_INSTRUCTIONS TO FOLLOW_.
Copy out each line exactly as it appears.

/---

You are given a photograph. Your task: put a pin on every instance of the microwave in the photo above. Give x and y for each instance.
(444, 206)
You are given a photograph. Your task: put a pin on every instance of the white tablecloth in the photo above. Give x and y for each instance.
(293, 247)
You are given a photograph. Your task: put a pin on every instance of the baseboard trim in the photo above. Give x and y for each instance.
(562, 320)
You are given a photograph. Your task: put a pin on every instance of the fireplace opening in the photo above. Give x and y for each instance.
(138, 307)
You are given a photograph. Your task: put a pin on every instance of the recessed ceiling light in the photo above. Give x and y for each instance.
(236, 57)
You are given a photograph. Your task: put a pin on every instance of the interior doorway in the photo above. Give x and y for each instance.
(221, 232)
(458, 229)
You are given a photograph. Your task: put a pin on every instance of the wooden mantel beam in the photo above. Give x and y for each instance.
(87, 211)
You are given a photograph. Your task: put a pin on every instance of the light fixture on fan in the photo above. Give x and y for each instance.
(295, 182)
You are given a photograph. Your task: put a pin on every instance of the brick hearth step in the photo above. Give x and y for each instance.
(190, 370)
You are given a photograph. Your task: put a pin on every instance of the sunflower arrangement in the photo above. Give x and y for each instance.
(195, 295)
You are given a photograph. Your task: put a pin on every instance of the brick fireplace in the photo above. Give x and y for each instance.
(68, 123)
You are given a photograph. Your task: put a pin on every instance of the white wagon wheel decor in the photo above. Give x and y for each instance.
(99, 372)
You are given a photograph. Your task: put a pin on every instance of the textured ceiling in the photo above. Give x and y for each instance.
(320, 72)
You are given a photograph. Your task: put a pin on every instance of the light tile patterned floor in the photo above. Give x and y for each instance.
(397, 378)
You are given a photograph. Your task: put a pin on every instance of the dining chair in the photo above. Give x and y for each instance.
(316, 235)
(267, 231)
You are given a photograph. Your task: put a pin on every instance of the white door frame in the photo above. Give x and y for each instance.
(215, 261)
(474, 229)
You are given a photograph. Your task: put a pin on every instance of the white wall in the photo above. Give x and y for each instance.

\---

_RESULT_.
You are given a photograph. Your task: put a pin on every instance of the microwave in the photo above. Give x and y for each instance.
(444, 206)
You are given a photograph. Your task: put a pin on every instance of the white tablecloth in the photo above. Give x and y for each instance.
(293, 247)
You are given a photograph. Your task: put a pin on every instance of the baseboard trim in the photo above. Give x and y for each instance.
(562, 320)
You are given a photograph. Your task: put a pin on every instance of the fireplace opening in the photo above. Give x and y for each instance.
(138, 307)
You are given a photograph. Your task: put a pin on every instance of the recessed ceiling light in the photo above. Give x and y for each instance.
(236, 57)
You are given a photograph. Your task: put a pin on every instance of the interior doorway in the photo above. Give x and y for each instance.
(221, 232)
(458, 229)
You are given a photograph. Your task: put a pin on every instance of the wooden mantel beam in the photo above. Give x and y for each instance.
(87, 211)
You are given a photograph. Your task: put a pin on every instance of the light fixture on fan in the photo above. Give x and y for each instance.
(295, 182)
You are given a photograph. Your task: put a pin on every instance of the brick hearth step in the photo above. Give x and y for each instance.
(190, 370)
You are given a photograph. Your task: put a pin on every instance of the sunflower arrangement in the photo above. Give x and y for each instance.
(195, 295)
You are given a photograph. Your task: put a pin on every instance of the brick fireplace in the photo above. Give x and y for each instance.
(68, 123)
You are given a photograph. Your task: put a pin on every instance of the white wagon wheel decor in the photo above. Give x and y for each instance.
(99, 372)
You are given a photograph. Your task: put a pin on every instance of the textured ceiling in the photo above. Give x and y for each instance.
(320, 72)
You are given a photograph. Your task: put a pin on every instance of the light tile patterned floor in the photo above. Give x and y for each instance.
(397, 378)
You are given a photograph. Your task: put a pin on every instance of the dining chair in the photo above. Give x and y for each instance.
(316, 235)
(267, 231)
You are given a photograph. Your task: put a pin on every instance of the white door frame in the photo above. Give x and y for each instance.
(215, 261)
(474, 229)
You are given a photograph. Your task: put a pin on every instance of the white wall in the photo above. Give x and y for each instance.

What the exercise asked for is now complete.